Object location annotation data
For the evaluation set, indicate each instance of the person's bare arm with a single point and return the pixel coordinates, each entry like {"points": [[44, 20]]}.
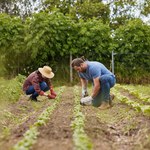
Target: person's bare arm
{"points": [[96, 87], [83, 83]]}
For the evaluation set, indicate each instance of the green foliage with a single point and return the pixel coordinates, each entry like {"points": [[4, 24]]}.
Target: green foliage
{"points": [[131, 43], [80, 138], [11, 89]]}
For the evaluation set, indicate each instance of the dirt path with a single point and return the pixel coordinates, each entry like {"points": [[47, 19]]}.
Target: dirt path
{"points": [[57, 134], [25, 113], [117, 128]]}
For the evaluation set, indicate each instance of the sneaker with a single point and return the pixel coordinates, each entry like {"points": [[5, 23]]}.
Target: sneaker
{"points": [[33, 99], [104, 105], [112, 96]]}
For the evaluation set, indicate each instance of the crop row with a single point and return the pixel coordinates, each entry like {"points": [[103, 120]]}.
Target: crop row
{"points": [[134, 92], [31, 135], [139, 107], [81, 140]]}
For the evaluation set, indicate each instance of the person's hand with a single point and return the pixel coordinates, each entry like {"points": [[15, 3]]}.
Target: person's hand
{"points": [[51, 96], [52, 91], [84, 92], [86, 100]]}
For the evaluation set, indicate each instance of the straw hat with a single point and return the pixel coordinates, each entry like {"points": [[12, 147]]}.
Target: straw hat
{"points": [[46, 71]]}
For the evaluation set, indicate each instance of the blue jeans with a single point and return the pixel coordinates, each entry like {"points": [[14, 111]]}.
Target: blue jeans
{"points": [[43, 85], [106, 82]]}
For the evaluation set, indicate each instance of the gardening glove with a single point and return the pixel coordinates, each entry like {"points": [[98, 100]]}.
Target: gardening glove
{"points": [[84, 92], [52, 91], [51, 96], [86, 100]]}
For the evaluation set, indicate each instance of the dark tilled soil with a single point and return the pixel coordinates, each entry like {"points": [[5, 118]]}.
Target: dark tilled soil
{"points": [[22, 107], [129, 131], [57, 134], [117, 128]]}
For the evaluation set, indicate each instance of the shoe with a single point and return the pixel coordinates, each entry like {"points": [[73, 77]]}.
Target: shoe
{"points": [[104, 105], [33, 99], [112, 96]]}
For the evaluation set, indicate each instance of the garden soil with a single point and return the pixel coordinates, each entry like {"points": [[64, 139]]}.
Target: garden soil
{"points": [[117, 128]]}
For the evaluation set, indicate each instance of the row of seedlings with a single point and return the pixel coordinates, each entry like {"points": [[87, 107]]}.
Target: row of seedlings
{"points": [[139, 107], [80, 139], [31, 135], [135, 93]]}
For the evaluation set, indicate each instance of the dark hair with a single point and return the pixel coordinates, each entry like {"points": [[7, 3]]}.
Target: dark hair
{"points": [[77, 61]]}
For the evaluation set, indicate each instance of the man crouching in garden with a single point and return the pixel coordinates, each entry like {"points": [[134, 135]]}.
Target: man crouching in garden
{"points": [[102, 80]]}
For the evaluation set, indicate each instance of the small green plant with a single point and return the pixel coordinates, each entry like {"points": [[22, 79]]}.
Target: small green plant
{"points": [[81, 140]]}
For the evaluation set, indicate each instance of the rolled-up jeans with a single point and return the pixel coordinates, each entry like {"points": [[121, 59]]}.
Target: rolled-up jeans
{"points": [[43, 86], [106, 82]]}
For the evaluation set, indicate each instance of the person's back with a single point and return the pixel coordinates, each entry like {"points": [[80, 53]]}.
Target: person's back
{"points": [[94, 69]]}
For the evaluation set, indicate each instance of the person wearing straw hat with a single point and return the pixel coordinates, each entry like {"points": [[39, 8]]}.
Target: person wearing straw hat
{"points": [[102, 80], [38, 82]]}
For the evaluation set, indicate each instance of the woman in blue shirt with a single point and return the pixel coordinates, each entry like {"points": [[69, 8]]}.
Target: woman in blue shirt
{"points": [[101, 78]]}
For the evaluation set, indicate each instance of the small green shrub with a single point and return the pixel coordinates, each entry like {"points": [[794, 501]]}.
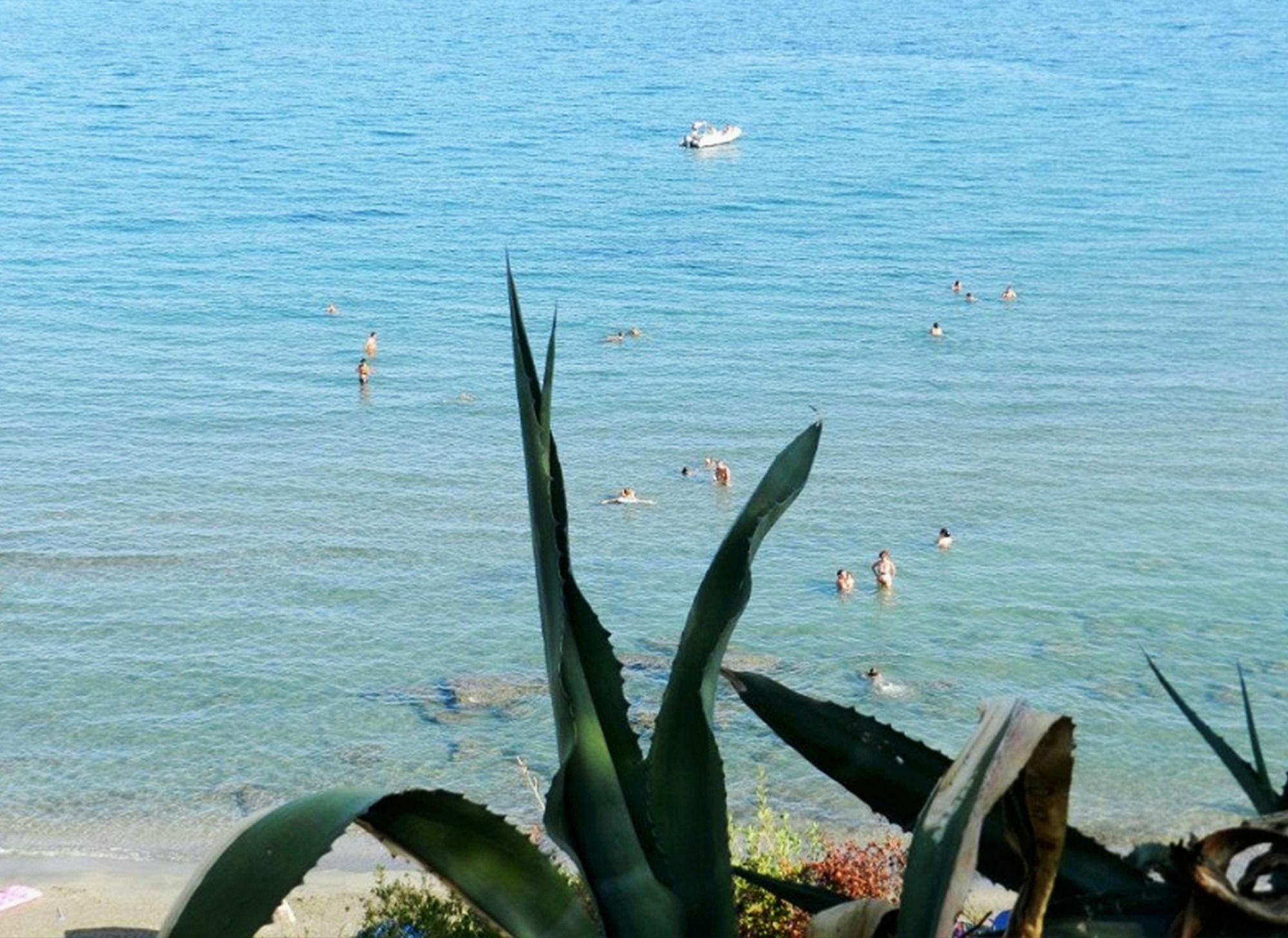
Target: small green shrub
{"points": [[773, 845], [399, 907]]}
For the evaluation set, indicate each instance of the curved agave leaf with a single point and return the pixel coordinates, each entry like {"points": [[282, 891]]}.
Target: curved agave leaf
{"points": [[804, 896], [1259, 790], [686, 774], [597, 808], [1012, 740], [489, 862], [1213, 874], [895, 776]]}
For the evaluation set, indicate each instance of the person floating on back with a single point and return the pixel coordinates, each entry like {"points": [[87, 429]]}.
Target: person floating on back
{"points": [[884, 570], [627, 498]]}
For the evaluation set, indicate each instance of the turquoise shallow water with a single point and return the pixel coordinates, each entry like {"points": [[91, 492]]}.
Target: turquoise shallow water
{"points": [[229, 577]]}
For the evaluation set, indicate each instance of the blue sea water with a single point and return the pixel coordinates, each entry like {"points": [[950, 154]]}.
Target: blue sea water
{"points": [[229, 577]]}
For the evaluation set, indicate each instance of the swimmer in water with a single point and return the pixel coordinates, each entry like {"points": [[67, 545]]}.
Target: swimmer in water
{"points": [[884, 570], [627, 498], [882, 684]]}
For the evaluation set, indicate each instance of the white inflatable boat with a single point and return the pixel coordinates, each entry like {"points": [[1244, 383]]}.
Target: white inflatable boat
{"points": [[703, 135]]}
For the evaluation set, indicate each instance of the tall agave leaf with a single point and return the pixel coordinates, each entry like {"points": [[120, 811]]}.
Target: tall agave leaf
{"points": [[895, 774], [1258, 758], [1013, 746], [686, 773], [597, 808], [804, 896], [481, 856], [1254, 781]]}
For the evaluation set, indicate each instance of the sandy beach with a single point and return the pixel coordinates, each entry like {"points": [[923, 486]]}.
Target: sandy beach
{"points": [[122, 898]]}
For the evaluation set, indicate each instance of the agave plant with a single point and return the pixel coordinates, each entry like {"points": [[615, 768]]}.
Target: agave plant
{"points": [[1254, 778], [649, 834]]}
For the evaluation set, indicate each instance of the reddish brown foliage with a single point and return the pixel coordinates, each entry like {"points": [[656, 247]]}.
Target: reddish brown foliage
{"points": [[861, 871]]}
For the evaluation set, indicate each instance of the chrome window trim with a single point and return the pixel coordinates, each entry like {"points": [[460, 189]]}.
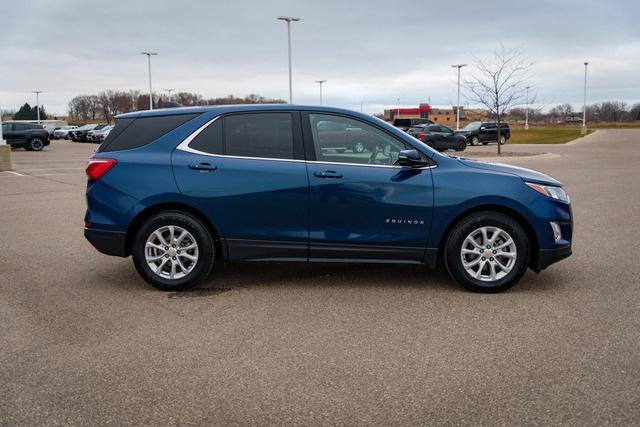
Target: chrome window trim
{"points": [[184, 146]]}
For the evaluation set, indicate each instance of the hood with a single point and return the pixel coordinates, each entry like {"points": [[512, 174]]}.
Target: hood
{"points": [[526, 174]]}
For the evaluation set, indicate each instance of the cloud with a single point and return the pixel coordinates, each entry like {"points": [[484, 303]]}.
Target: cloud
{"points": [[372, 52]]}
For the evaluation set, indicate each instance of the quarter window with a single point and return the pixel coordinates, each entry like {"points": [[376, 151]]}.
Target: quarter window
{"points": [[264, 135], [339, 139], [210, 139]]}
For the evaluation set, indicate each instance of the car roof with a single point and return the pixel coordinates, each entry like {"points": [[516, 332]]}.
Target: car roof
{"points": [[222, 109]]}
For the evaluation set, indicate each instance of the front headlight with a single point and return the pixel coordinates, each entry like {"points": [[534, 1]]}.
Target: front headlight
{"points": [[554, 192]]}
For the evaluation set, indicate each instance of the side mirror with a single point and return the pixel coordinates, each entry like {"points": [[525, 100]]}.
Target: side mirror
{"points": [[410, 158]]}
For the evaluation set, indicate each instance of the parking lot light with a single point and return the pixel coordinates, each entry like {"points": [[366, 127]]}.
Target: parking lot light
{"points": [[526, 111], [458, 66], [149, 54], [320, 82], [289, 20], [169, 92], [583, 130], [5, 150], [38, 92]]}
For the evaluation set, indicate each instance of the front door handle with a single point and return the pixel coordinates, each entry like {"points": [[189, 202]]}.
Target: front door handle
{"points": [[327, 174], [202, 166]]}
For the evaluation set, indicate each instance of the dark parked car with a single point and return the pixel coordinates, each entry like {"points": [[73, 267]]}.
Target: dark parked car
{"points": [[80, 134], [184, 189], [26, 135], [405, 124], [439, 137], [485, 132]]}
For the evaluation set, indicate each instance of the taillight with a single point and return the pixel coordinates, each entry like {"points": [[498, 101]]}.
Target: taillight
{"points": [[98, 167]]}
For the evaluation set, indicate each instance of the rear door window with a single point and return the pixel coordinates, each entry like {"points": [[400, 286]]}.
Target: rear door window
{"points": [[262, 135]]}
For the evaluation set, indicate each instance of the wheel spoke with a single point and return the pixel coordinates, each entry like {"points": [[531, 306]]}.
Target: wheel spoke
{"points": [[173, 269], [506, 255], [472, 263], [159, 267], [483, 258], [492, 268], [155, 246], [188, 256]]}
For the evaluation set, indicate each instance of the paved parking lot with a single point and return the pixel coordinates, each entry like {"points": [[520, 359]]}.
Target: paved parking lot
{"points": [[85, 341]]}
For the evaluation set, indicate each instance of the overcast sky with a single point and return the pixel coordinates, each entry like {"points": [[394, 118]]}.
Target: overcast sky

*Stated task*. Please rewrite the data from the line with "For the evaluation set, indicate each instance of the overcast" through the end of the data, putting "cloudy sky" in place of "overcast sky" and keeping everything else the same. Return only those lines.

*Full solution*.
For the evaluation set, indicate each instance of the cloudy sky with a single point and return the pixel coordinates, each entry like {"points": [[394, 118]]}.
Target: cloudy sky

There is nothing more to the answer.